### Written request
Could you return each line from the one bearing "of the blender" through the last line of the entries, exactly as it stands, with no pictures?

### Task data
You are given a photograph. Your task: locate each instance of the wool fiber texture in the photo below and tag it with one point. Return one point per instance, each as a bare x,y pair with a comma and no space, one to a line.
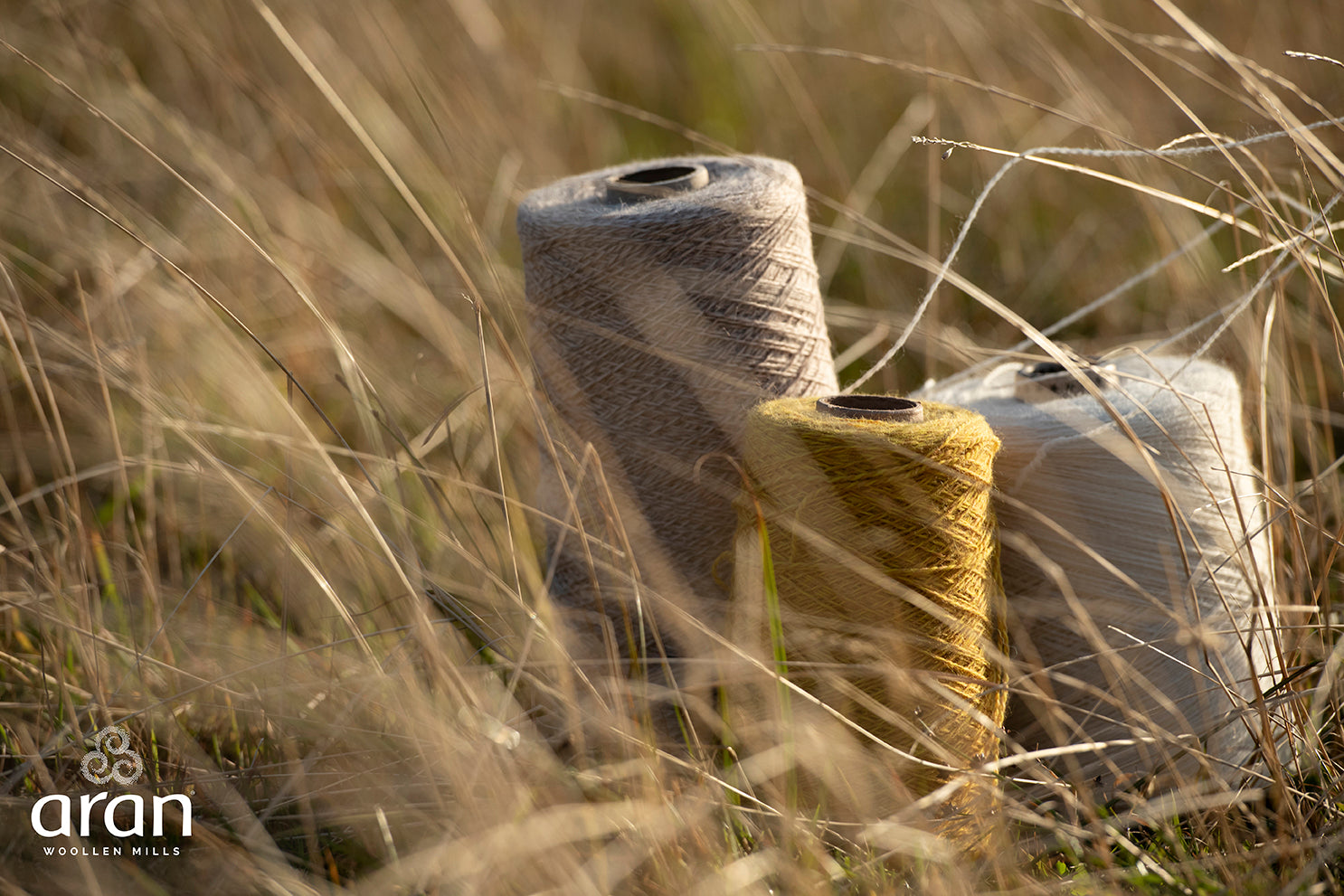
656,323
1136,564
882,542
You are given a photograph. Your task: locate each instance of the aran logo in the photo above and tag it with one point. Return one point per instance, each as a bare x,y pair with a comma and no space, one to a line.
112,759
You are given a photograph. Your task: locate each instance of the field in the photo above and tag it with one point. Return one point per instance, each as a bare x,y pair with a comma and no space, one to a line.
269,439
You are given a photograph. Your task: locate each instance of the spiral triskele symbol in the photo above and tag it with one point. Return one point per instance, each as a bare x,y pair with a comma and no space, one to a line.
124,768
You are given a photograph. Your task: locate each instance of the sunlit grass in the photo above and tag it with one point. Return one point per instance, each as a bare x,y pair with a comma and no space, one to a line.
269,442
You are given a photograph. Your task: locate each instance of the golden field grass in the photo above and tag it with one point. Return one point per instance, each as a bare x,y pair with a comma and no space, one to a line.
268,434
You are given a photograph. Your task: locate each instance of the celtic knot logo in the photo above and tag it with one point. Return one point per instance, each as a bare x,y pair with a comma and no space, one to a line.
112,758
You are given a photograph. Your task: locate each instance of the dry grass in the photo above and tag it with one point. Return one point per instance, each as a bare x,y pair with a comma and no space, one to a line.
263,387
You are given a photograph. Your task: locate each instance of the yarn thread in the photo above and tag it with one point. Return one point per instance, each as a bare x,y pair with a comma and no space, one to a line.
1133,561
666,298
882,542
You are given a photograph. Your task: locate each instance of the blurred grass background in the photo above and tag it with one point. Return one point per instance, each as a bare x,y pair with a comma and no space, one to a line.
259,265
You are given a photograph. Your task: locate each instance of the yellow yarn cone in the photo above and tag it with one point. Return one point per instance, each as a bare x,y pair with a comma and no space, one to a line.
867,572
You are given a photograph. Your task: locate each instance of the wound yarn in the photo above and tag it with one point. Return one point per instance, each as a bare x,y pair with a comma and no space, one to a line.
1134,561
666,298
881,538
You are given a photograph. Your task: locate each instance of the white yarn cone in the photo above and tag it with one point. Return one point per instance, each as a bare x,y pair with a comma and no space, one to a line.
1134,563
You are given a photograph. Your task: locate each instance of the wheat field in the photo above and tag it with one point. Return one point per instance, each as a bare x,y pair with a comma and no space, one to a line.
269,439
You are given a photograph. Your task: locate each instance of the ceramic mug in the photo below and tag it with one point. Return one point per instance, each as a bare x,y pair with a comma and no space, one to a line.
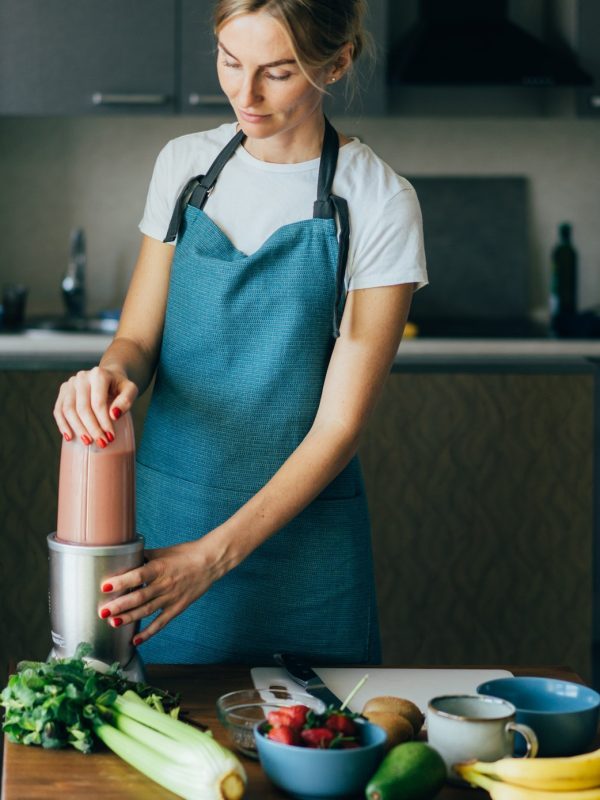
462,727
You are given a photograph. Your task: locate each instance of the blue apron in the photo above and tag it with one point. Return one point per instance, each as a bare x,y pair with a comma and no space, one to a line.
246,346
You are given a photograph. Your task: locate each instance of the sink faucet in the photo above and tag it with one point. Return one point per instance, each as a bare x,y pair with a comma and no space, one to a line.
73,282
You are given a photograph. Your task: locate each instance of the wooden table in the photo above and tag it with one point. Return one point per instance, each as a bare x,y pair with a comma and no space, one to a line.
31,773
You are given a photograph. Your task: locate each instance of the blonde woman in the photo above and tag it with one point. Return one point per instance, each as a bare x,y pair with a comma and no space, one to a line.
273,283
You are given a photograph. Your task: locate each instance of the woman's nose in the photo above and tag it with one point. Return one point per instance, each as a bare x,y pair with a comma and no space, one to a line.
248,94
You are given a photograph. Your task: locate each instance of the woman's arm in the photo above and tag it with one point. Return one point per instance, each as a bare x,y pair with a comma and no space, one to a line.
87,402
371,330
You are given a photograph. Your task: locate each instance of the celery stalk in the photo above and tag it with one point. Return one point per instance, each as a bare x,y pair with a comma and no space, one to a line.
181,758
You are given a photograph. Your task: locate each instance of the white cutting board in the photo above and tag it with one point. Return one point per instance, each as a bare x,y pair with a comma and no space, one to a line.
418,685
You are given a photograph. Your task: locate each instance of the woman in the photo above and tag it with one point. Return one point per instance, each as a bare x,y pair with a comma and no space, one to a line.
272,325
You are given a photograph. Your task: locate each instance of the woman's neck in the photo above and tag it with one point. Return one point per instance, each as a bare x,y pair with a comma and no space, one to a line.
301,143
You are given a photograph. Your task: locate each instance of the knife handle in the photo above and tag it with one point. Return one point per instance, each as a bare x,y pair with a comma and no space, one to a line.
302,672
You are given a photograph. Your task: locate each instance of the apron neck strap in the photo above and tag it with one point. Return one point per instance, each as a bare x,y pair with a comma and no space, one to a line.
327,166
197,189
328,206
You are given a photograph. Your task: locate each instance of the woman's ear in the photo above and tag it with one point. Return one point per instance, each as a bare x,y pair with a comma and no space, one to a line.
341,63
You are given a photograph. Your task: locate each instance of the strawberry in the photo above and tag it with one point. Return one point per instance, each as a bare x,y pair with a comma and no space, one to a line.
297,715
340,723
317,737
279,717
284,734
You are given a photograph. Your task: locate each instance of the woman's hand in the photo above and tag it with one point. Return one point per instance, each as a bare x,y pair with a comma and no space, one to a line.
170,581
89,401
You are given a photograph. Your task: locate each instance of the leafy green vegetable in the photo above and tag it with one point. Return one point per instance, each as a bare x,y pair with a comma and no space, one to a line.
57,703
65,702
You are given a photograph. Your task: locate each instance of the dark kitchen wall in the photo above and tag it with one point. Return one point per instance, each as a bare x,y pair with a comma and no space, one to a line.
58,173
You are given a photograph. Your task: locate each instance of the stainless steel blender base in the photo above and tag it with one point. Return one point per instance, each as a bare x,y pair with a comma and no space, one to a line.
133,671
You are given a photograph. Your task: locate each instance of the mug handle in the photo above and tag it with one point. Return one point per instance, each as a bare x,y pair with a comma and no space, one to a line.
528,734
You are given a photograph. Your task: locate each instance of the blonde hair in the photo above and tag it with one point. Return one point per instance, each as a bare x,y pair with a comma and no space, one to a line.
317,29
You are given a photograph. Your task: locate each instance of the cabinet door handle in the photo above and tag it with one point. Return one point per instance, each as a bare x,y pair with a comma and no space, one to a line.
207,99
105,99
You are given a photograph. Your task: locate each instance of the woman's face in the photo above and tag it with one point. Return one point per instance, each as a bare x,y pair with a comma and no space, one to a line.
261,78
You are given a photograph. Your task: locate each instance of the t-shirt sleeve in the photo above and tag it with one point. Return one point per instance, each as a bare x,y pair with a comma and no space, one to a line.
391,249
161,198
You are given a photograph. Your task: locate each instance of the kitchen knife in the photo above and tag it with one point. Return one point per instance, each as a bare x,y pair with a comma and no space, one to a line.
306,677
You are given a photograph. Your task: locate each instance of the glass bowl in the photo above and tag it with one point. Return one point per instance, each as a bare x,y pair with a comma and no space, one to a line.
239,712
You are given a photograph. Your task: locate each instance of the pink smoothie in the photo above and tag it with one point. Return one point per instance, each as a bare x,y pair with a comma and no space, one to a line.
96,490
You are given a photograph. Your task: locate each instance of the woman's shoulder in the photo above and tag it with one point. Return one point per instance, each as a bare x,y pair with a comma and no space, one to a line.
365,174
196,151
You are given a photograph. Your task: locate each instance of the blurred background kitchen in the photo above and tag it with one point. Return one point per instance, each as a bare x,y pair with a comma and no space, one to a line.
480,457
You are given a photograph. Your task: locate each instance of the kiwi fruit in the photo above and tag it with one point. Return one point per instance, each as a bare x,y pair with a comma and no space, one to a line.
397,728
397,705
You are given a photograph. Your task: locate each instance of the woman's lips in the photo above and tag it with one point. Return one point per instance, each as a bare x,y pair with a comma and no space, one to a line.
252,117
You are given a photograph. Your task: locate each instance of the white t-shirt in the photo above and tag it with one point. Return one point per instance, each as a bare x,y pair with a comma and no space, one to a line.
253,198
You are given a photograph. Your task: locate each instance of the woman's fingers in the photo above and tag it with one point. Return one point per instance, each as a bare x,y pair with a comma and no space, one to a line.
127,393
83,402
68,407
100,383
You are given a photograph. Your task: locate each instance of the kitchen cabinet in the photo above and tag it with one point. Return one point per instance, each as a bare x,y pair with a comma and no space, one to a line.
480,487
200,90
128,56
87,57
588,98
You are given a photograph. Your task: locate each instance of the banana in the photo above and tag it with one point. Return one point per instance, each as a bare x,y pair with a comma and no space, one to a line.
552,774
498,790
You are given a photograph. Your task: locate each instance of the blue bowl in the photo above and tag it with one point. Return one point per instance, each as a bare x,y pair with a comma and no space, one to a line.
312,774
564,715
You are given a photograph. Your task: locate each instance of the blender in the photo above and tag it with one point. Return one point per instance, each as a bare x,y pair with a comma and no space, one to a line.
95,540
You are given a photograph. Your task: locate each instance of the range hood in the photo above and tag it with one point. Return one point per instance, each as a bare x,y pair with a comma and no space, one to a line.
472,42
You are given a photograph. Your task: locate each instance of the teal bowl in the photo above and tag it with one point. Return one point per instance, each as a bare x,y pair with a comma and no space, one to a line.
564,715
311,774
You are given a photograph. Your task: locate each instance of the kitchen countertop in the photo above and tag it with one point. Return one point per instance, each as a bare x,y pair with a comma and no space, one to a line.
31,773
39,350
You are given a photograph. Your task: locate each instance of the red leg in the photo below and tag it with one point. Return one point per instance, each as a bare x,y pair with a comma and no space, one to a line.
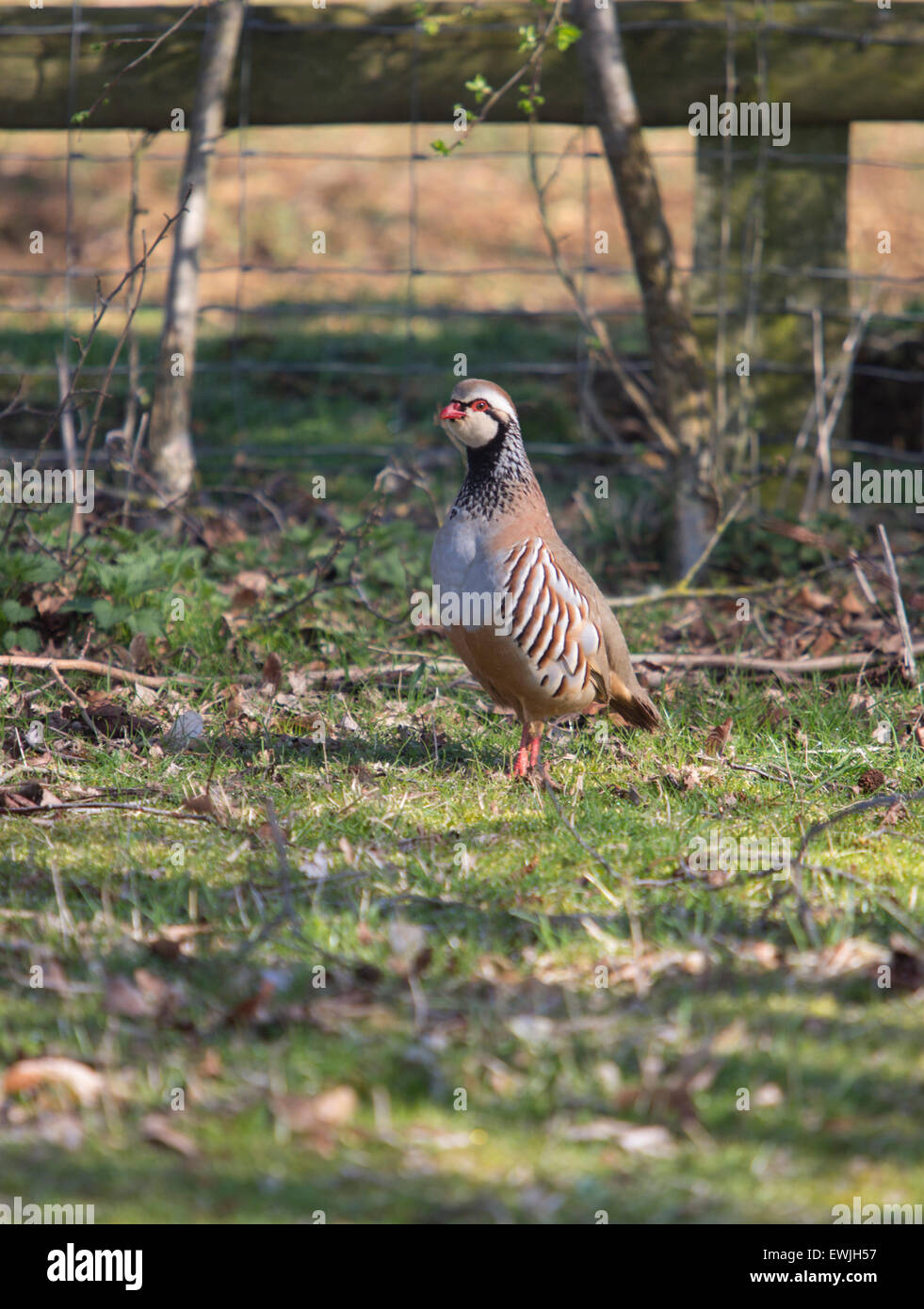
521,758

### The response
You are given a photograph. Your task: locate each instance of the blender in the photo above and tag it with one point. Return one point per instance, each as a bare x,y pair with a comma and no space, one to a line.
95,540
You are given a photograph. Your task: locate each instance of the range hood in the photo above and tag it with one point. Return one point per instance, each as a bare x,y pair with a comma and no space, one to a line.
472,42
You are given a photograph. Your task: locate each instance of the teal bowl in the photo above and tag it with one point. Return one point per instance, each as a bare x,y pair with a comma and no space, one to a line.
564,715
311,774
You are given a photograph. Your task: locate each instance of the kitchen countertop in the photo above and tag it with one point. Return one point per instance, each as a bare x,y pair with a comma and no space, one to a line.
31,773
39,350
You are given a photograph. Your task: locate each instance of the red leg in the photo below and tag it with one point. Return one point per instance, each as a bare x,y pair with a comma and no space, one to a line.
521,758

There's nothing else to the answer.